▸ WORK TO COMPLETE: Please format every line of the records below as a Markdown table with the columns Row and Line, numbering the rows and leaving out blank lines.

▸ EXTRACTED DATA:
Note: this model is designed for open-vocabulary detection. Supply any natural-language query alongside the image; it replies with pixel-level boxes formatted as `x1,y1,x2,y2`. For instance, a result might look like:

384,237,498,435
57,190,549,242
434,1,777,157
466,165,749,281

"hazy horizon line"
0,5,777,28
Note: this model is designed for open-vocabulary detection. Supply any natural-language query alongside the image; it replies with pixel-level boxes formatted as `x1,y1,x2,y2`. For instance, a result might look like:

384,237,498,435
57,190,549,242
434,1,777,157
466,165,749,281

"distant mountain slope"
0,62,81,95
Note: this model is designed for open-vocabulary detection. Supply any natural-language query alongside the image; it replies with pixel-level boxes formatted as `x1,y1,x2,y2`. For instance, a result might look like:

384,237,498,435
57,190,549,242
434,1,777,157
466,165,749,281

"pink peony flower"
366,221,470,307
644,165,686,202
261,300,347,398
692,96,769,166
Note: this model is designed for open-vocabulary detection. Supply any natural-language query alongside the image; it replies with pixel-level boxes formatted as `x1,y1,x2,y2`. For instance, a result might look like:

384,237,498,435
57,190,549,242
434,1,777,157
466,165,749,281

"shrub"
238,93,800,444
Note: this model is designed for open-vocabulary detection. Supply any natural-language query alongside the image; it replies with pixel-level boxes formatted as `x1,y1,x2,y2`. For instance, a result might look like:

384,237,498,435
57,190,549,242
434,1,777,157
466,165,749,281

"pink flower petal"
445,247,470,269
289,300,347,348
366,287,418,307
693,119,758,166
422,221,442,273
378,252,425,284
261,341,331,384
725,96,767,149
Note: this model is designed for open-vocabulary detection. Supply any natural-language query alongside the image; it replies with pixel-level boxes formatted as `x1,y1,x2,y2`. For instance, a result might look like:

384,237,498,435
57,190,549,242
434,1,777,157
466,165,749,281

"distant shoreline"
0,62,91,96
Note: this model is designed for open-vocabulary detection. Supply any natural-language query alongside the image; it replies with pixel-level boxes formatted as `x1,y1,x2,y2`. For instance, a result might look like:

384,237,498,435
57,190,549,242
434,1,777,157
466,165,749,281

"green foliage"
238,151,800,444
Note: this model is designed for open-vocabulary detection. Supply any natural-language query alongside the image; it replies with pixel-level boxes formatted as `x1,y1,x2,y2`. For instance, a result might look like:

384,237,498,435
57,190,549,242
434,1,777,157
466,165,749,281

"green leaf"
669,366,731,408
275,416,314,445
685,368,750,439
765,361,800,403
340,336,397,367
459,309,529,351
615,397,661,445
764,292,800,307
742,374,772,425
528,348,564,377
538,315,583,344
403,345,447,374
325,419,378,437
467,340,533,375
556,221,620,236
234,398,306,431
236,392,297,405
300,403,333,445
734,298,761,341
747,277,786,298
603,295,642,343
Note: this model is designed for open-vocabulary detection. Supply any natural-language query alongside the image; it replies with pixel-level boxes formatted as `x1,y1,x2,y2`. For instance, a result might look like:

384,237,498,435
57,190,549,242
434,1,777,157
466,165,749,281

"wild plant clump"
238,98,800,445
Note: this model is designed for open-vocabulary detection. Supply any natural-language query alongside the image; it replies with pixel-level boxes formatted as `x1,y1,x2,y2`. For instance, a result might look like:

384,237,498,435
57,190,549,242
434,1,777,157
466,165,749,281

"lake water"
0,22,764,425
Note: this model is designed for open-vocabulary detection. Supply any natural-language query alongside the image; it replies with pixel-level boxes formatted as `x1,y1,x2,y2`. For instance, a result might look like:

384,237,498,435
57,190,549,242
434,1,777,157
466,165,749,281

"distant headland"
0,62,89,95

▸ WRITTEN ANSWER:
| Row | Line |
|---|---|
| 1 | Note: this model is designed for open-vocabulary detection. Supply any natural-language query alongside the image; it replies with pixel-level boxes formatted as `x1,y1,x2,y2`. For instance, a result might look like: |
| 2 | 384,237,498,435 |
| 3 | 57,190,549,242 |
| 4 | 434,1,777,157 |
| 5 | 466,165,749,281 |
| 6 | "hazy horizon line" |
| 7 | 0,5,777,28 |
| 8 | Note: this model is designed for open-vocabulary detection. Supply any natural-language query alongside the image; it replies with pixel-level boxes formatted as `x1,y1,x2,y2`. For instance, a result might look like: |
| 9 | 384,237,498,435 |
| 10 | 57,190,549,242 |
| 11 | 434,1,777,157 |
| 12 | 466,165,749,281 |
| 13 | "distant mountain slope" |
| 14 | 0,62,81,95 |
| 15 | Note: this model is designed for open-vocabulary detection. Supply any natural-language query alongside the image; it replies with pixel-level boxes formatted as `x1,y1,x2,y2`. For instance, a result might look like: |
| 16 | 384,237,498,435 |
| 17 | 57,190,549,242 |
| 18 | 434,1,777,157 |
| 19 | 466,165,749,281 |
| 20 | "pink peony flower" |
| 21 | 366,221,470,307 |
| 22 | 644,165,686,202 |
| 23 | 261,300,347,398 |
| 24 | 692,96,769,166 |
| 25 | Note: this model is designed for open-vocabulary detection. Supply any natural-language query alongside the image; it replies with pixel-level boxes formatted as `x1,y1,x2,y2`. For instance, a result might look like: |
| 26 | 384,237,498,435 |
| 27 | 57,190,549,242 |
| 28 | 434,1,777,157 |
| 29 | 466,165,749,281 |
| 30 | "shrub" |
| 31 | 238,93,800,444 |
| 32 | Note: this model is designed for open-vocabulary detection. Supply any natural-language query alongside the image; it replies with pixel-level boxes formatted as `x1,y1,x2,y2`. For instance, a result might look like: |
| 33 | 384,237,498,435 |
| 34 | 57,190,549,242 |
| 35 | 434,1,777,157 |
| 36 | 466,165,749,281 |
| 37 | "pink flower petal" |
| 38 | 445,247,470,269 |
| 39 | 289,300,347,348 |
| 40 | 366,287,418,307 |
| 41 | 693,119,758,166 |
| 42 | 422,221,442,273 |
| 43 | 378,252,425,284 |
| 44 | 261,341,331,384 |
| 45 | 725,96,767,149 |
| 46 | Note: this model is designed for open-vocabulary detection. Supply any natural-language query alongside the image; it replies with pixel-level boxes formatted as `x1,y1,x2,y2`. For instance, a result might look like: |
| 47 | 384,237,498,435 |
| 48 | 57,190,549,242 |
| 49 | 434,1,777,157 |
| 50 | 466,165,749,281 |
| 51 | "distant shoreline" |
| 52 | 0,62,91,96 |
| 53 | Note: this model is designed for open-vocabulary detection. Supply any natural-language query alongside the image; it replies with pixel-level boxes formatted as `x1,y1,x2,y2`. For instance, a result might look like: |
| 54 | 384,237,498,435 |
| 55 | 57,190,549,242 |
| 56 | 434,1,777,157 |
| 57 | 466,165,749,281 |
| 58 | "green foliage" |
| 59 | 238,151,800,444 |
| 60 | Note: this model is designed for open-vocabulary detection. Supply any natural-language query alongside the image; it replies with pixel-level boxes formatted as `x1,y1,x2,y2`. For instance, a result might look like: |
| 61 | 384,237,498,435 |
| 62 | 57,190,549,242 |
| 63 | 434,1,777,157 |
| 64 | 466,165,749,281 |
| 65 | "green leaf" |
| 66 | 669,366,731,408 |
| 67 | 275,416,314,445 |
| 68 | 685,368,750,439 |
| 69 | 765,361,800,403 |
| 70 | 340,336,397,367 |
| 71 | 459,309,529,351 |
| 72 | 615,397,661,445 |
| 73 | 764,292,800,307 |
| 74 | 742,374,772,425 |
| 75 | 528,348,564,377 |
| 76 | 538,315,583,344 |
| 77 | 403,345,447,374 |
| 78 | 325,419,378,437 |
| 79 | 467,340,533,375 |
| 80 | 556,221,620,236 |
| 81 | 234,398,306,431 |
| 82 | 236,392,297,405 |
| 83 | 300,403,333,445 |
| 84 | 734,298,761,341 |
| 85 | 747,277,786,298 |
| 86 | 603,295,642,343 |
| 87 | Note: this model is designed for open-vocabulary detection. Supply any natural-language query alongside the image; it replies with pixel-level boxes formatted as `x1,y1,x2,y2`. For instance, a result might look like: |
| 88 | 384,237,498,435 |
| 89 | 57,190,549,242 |
| 90 | 434,1,777,157 |
| 91 | 466,165,749,281 |
| 92 | "wild plant clump" |
| 93 | 238,98,800,445 |
| 94 | Note: this model is designed for open-vocabulary detection. Supply any natural-language query alongside the image; it replies with pixel-level boxes formatted as `x1,y1,x2,y2`. For instance, a result might look like: |
| 95 | 384,237,498,435 |
| 96 | 57,190,549,242 |
| 97 | 434,1,777,157 |
| 98 | 466,165,749,281 |
| 99 | "lake water" |
| 100 | 0,22,764,425 |
| 101 | Note: this model is designed for open-vocabulary detection. Supply any natural-language query alongside the image; it replies with pixel-level boxes formatted as `x1,y1,x2,y2`. For instance, a result might look like: |
| 102 | 384,237,498,435 |
| 103 | 57,190,549,242 |
| 104 | 434,1,777,157 |
| 105 | 466,165,749,281 |
| 106 | "distant headland" |
| 107 | 0,62,89,95 |